José Maria Coelho Bassalo

A grande maioria dos arquitetos, no período compreendido entre o seu último ano da Universidade e os primeiros anos após a graduação, passa, frente à profissão, por algumas inquietações que, se não chegam a angustiar, no mínimo, chegam a incomodar.

É bastante comum nos concluintes de Arquitetura um sentimento que, no meu tempo de Faculdade, se chamava “a síndrome do 5o. ano" que acontece quando o aluno começa a se questionar a respeito dos caminhos que irá trilhar após receber o tão esperado diploma. " E agora ? O que é que eu vou fazer ? Será que o Chefe vai deixar eu continuar estagiando no escritório ? Vou trabalhar onde ? Quanto ganha um Arquiteto ? ". Esses tipos de perguntas começam a " martelar " dia e noite a cabeça dos futuros profissionais que vêem chegar rapidamente a hora de encaminhar seus destinos, pois já não vai mais funcionar o grande argumento, o de ainda ser estudante, uma tradicional e boa desculpa para um pouco de relaxamento no trato com a vida.
Entretanto interrogações dessa natureza não são " privilégio " dos concluintes de Arquitetura e existem em todas as áreas estudantis pois elas, as interrogações, são decorrentes das sombrias perspectivas do mercado de trabalho para novos ( e até mesmo velhos ) profissionais face à interminável crise na qual o Brasil está mergulhado.

### Seção de dados
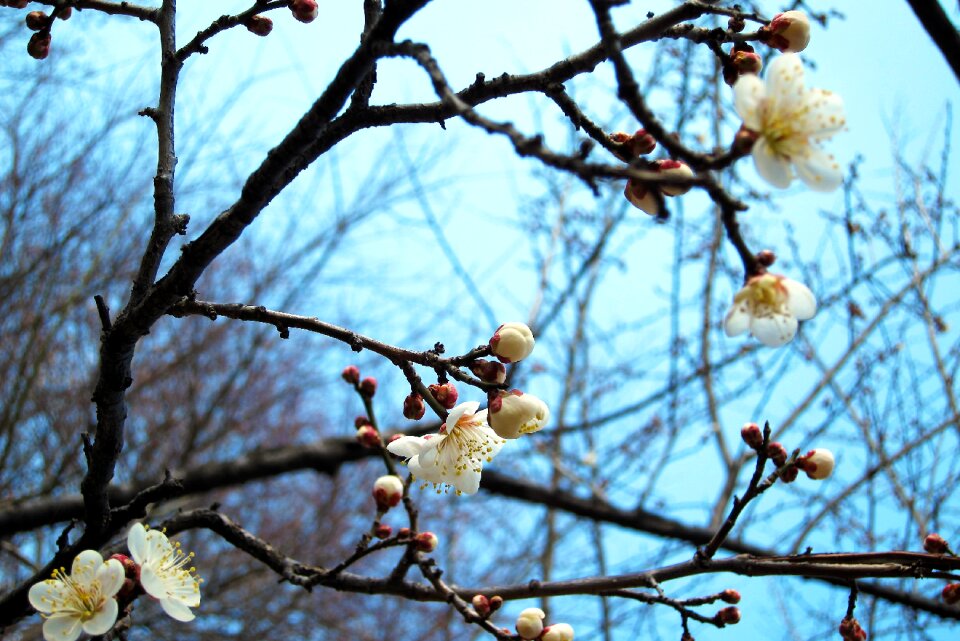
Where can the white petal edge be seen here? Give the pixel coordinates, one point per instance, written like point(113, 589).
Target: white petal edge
point(103, 620)
point(737, 321)
point(62, 627)
point(775, 330)
point(137, 542)
point(177, 610)
point(772, 167)
point(111, 576)
point(801, 302)
point(748, 92)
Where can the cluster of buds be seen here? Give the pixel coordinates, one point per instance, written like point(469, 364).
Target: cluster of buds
point(387, 492)
point(445, 394)
point(367, 434)
point(649, 197)
point(850, 630)
point(743, 59)
point(789, 32)
point(632, 146)
point(530, 626)
point(259, 25)
point(484, 606)
point(304, 10)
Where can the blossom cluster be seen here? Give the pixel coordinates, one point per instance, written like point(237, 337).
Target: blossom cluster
point(88, 598)
point(470, 436)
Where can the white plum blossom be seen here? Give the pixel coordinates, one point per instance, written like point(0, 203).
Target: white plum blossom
point(164, 574)
point(82, 600)
point(454, 456)
point(769, 306)
point(787, 121)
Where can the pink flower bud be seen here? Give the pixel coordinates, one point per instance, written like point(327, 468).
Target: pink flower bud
point(262, 26)
point(37, 20)
point(530, 623)
point(426, 541)
point(936, 544)
point(39, 45)
point(557, 632)
point(304, 10)
point(368, 387)
point(368, 436)
point(751, 435)
point(818, 464)
point(489, 371)
point(788, 31)
point(351, 374)
point(951, 593)
point(481, 604)
point(642, 197)
point(413, 407)
point(789, 474)
point(674, 169)
point(730, 596)
point(777, 453)
point(512, 342)
point(445, 394)
point(514, 413)
point(728, 616)
point(387, 492)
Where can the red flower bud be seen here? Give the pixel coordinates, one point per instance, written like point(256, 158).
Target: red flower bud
point(936, 544)
point(368, 387)
point(413, 407)
point(351, 374)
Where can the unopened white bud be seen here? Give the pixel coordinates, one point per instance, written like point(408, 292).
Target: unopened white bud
point(514, 413)
point(512, 342)
point(558, 632)
point(530, 623)
point(387, 491)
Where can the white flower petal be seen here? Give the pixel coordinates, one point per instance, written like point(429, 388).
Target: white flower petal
point(737, 320)
point(111, 576)
point(800, 302)
point(824, 116)
point(104, 619)
point(785, 90)
point(137, 542)
point(85, 566)
point(818, 170)
point(774, 330)
point(772, 167)
point(407, 446)
point(152, 582)
point(177, 610)
point(748, 95)
point(61, 627)
point(43, 595)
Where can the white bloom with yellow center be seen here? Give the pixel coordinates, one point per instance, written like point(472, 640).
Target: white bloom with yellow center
point(788, 120)
point(82, 600)
point(769, 306)
point(164, 574)
point(455, 456)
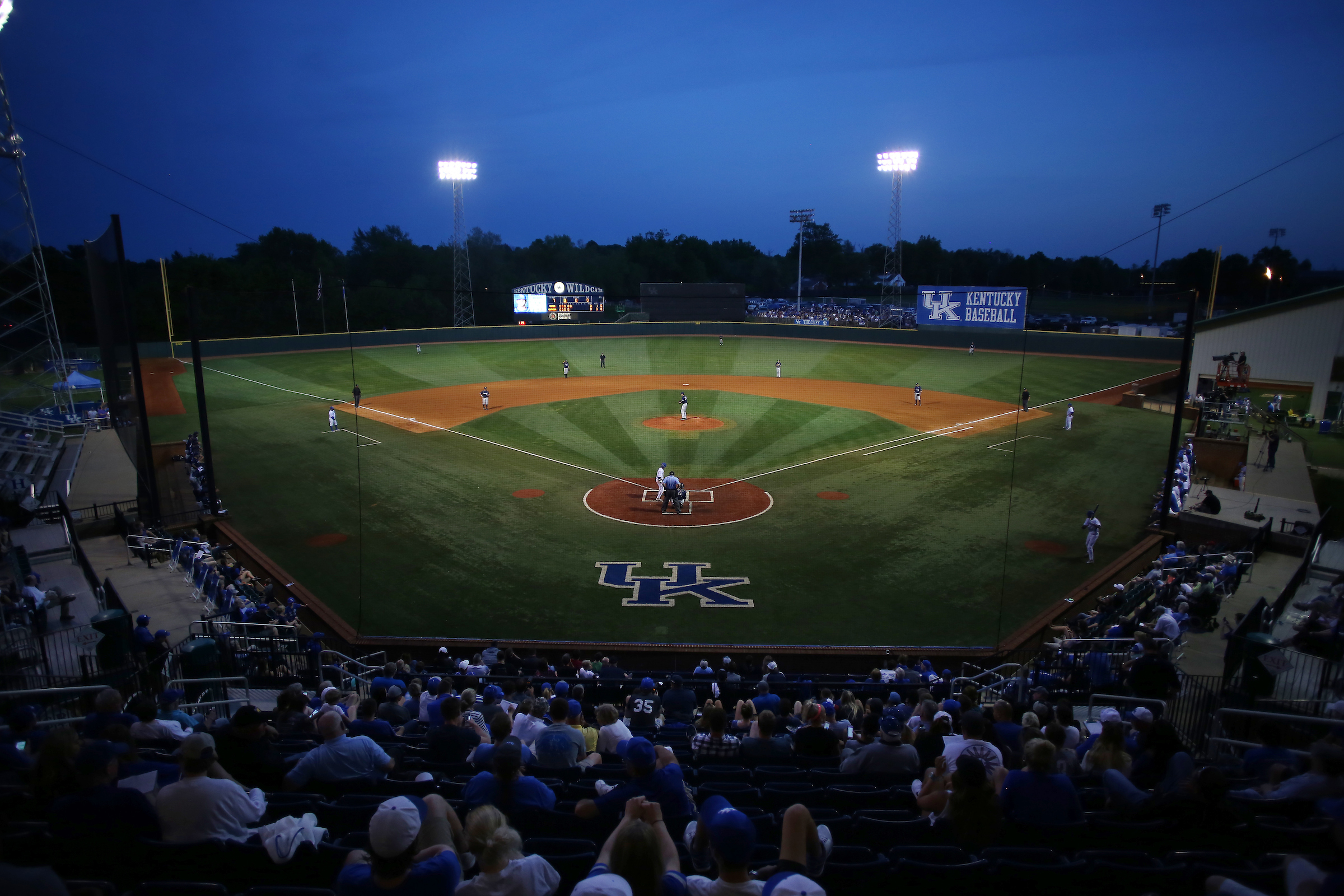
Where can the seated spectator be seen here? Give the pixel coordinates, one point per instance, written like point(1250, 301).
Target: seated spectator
point(100, 814)
point(413, 848)
point(1324, 778)
point(637, 857)
point(889, 755)
point(207, 804)
point(812, 739)
point(151, 727)
point(678, 704)
point(968, 797)
point(246, 750)
point(559, 745)
point(458, 736)
point(613, 731)
point(530, 720)
point(505, 786)
point(655, 774)
point(714, 743)
point(1035, 794)
point(368, 726)
point(1109, 752)
point(106, 711)
point(499, 853)
point(1261, 760)
point(763, 743)
point(339, 758)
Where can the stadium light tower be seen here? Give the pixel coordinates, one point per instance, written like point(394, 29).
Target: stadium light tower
point(897, 163)
point(464, 311)
point(800, 217)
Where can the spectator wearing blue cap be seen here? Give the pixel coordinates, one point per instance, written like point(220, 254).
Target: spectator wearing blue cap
point(889, 755)
point(655, 776)
point(644, 707)
point(100, 814)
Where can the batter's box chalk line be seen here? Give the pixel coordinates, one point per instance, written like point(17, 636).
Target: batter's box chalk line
point(370, 441)
point(690, 496)
point(995, 448)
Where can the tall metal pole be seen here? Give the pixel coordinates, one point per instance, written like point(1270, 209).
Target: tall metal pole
point(464, 309)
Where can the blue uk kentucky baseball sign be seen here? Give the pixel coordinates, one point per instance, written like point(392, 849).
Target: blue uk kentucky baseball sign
point(662, 590)
point(1002, 308)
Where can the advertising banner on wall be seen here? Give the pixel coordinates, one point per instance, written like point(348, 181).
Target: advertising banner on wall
point(1002, 307)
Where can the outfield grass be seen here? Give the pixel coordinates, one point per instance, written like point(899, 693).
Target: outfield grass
point(928, 550)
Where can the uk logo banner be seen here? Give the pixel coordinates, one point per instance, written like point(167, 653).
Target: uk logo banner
point(1002, 308)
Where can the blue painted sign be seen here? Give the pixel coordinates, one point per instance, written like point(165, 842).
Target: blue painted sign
point(1002, 308)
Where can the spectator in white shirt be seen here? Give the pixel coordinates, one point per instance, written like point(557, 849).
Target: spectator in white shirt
point(503, 868)
point(530, 720)
point(613, 731)
point(207, 804)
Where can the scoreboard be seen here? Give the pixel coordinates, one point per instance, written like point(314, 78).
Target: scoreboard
point(558, 301)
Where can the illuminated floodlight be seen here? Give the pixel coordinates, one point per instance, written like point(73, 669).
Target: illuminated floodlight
point(902, 162)
point(458, 171)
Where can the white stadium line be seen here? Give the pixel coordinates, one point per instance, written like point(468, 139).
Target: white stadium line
point(901, 442)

### O que se pede
(1) Reescreva o trecho do texto sobre as inquietações profissionais que começa em "José Maria Coelho" e termina após "chegam a incomodar.", substituindo "arquitetos" por "engenheiros".
(2) Transforme em uma lista JSON de strings, uma para cada linha e sem as linhas em branco, as linhas das entradas desde o seu início até a linha que contém "point(748, 92)", inclusive. Deixe as imagens de fora da resposta.

### Os resultados
(1)
José Maria Coelho Bassalo

A grande maioria dos engenheiros, no período compreendido entre o seu último ano da Universidade e os primeiros anos após a graduação, passa, frente à profissão, por algumas inquietações que, se não chegam a angustiar, no mínimo, chegam a incomodar.

(2)
[
  "Where can the white petal edge be seen here? Give the pixel coordinates, one point per instance, written like point(113, 589).",
  "Target: white petal edge",
  "point(103, 620)",
  "point(737, 321)",
  "point(62, 627)",
  "point(775, 330)",
  "point(137, 542)",
  "point(177, 610)",
  "point(772, 167)",
  "point(111, 576)",
  "point(801, 302)",
  "point(748, 92)"
]